- SHORT TASK: In the material, from the start through the line containing "132,187 -> 161,251", change every "orange vest" to "safety vest" and rewrite those lines with nothing else altered.
── SOURCE MATERIAL ──
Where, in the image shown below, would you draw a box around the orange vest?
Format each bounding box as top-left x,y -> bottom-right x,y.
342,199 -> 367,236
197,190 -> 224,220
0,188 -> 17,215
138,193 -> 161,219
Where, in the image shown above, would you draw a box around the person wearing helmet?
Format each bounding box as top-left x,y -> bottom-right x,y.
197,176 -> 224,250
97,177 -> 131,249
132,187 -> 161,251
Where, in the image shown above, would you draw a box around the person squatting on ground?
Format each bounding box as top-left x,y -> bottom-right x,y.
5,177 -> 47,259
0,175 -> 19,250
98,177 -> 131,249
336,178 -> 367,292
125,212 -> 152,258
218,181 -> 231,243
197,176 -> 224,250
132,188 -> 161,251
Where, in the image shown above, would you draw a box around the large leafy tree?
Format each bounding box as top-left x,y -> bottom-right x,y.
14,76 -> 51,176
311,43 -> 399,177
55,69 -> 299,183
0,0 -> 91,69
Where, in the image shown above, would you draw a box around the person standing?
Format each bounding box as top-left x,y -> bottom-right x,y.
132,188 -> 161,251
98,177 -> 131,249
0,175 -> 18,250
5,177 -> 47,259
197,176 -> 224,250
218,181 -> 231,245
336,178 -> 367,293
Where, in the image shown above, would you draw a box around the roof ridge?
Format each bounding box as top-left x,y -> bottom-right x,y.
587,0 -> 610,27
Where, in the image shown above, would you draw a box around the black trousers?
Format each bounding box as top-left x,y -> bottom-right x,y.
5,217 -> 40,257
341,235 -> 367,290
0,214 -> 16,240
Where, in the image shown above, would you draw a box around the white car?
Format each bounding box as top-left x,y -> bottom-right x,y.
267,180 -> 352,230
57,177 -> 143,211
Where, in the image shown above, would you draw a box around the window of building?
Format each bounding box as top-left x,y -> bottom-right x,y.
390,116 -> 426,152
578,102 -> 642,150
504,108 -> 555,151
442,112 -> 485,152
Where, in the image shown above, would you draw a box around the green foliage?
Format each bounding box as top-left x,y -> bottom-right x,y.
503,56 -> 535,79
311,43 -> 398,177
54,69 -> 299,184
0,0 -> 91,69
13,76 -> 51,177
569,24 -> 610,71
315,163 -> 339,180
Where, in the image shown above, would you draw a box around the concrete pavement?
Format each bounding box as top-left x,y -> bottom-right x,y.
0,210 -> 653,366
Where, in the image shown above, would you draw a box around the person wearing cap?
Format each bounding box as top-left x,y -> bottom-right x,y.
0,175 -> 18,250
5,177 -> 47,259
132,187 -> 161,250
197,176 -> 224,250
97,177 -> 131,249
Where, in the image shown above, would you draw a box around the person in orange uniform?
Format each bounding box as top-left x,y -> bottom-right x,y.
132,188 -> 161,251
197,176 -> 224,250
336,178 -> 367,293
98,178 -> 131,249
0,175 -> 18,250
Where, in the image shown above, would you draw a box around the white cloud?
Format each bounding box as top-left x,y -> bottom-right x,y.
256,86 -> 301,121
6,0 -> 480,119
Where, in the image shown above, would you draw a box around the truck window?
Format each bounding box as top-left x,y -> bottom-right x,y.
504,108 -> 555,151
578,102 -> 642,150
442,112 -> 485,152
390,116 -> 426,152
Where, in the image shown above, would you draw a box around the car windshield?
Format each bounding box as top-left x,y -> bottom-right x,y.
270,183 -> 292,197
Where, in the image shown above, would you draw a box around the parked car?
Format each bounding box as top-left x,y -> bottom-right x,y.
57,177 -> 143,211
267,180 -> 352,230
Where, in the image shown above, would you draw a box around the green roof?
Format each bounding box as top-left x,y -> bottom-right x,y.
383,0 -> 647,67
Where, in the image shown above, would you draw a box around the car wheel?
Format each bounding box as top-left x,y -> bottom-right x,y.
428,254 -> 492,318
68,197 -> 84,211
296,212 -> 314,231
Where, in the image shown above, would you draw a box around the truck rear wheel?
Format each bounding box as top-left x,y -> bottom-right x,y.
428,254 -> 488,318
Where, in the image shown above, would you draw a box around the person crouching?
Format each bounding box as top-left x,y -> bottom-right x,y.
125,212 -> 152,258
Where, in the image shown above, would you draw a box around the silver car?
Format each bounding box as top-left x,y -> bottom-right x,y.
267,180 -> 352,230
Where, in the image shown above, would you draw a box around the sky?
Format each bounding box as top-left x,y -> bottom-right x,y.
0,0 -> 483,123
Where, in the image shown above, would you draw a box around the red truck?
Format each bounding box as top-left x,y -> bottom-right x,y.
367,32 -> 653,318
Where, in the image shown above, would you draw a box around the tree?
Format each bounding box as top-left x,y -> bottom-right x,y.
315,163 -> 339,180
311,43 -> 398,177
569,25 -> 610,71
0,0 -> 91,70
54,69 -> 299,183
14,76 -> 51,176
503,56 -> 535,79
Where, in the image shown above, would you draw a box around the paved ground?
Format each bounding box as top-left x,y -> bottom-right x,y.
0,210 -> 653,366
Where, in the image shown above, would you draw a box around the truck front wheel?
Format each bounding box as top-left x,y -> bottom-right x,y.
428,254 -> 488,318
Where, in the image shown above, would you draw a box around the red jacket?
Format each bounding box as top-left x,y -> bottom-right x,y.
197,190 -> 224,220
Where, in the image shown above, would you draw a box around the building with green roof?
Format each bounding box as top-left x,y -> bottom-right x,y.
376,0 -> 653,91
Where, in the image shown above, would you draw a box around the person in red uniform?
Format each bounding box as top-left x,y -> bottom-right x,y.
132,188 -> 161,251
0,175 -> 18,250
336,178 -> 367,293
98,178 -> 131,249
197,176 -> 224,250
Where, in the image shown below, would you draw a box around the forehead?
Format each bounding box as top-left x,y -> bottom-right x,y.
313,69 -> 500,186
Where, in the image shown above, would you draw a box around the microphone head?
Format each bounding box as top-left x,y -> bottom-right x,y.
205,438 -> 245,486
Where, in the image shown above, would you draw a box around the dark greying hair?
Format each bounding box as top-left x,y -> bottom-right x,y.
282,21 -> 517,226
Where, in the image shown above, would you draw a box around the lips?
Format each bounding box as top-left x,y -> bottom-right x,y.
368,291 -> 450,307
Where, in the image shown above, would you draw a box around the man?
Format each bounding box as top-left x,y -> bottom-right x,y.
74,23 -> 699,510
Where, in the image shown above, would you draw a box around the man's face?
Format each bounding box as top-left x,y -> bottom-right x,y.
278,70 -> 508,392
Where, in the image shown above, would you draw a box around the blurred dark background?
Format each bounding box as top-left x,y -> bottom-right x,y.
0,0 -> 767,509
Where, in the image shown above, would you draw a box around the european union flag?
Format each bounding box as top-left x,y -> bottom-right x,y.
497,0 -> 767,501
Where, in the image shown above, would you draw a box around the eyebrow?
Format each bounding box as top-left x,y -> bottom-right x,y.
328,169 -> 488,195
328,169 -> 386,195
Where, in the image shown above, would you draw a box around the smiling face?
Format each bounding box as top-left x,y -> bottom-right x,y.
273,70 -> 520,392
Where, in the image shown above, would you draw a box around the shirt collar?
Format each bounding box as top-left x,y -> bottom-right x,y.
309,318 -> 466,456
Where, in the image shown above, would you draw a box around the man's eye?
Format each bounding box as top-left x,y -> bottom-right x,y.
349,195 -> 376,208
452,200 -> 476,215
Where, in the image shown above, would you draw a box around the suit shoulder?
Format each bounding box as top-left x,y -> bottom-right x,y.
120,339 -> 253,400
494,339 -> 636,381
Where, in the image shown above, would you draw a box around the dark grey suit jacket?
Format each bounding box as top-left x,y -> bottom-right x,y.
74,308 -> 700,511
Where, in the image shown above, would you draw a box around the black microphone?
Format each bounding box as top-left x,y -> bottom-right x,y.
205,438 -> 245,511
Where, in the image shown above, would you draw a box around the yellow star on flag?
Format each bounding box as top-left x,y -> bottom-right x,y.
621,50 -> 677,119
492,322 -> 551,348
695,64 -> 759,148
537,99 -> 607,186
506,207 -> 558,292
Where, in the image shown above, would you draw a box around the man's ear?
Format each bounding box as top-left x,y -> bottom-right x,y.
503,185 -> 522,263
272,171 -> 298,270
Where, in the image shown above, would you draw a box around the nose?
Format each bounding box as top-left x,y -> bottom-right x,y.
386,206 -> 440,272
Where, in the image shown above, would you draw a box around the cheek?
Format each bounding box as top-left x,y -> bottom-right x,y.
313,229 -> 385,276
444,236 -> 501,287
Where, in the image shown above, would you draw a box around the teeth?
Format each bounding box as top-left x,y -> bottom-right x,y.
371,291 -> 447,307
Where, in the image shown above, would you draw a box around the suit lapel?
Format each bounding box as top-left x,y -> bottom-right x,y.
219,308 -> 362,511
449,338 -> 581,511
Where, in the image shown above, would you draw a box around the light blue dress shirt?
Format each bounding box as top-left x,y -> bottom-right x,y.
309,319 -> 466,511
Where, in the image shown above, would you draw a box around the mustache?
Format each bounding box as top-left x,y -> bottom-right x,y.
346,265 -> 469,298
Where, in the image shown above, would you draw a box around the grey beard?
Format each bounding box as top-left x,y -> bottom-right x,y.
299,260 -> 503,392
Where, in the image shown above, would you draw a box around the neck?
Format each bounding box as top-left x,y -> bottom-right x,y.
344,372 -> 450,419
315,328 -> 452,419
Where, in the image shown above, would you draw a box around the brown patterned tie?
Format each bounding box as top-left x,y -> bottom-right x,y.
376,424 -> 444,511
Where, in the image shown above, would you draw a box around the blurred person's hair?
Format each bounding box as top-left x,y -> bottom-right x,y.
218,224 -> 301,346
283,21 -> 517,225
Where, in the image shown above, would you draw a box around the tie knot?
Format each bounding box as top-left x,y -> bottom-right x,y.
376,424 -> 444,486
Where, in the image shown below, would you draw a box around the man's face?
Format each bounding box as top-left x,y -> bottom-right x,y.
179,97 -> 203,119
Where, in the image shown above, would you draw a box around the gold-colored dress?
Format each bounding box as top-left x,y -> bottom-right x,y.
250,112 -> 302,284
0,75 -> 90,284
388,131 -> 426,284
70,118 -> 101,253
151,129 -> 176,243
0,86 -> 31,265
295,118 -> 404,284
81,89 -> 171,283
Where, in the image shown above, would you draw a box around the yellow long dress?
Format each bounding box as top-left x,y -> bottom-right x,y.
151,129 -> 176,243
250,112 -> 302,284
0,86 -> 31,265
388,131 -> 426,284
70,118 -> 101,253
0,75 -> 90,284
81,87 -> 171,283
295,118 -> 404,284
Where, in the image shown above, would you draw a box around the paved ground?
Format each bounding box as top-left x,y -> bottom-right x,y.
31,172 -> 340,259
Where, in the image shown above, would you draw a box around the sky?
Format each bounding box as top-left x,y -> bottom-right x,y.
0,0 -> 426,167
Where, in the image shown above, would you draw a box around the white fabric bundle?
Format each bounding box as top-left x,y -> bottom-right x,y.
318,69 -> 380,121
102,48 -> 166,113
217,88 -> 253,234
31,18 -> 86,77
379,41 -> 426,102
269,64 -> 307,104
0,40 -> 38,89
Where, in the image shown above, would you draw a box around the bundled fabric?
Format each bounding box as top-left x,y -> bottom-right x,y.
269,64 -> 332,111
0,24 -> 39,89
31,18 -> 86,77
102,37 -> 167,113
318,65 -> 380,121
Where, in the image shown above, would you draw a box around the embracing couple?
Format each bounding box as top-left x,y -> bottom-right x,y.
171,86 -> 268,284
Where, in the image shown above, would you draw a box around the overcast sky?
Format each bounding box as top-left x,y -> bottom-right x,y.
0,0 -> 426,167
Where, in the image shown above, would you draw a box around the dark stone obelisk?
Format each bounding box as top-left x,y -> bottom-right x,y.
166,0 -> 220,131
───
- RESULT OF THE EXERCISE:
Where, in the image shown below, would you draw a box around the safety vest?
Format each bounding box as top-left x,y -> bottom-right x,y.
342,199 -> 367,236
197,190 -> 224,220
0,188 -> 17,215
138,193 -> 161,219
Where, in the image shown above, would you draw a box around the person wearing helmet?
Format each bounding box as top-left x,y -> bottom-right x,y.
197,176 -> 224,250
97,177 -> 131,249
132,187 -> 161,251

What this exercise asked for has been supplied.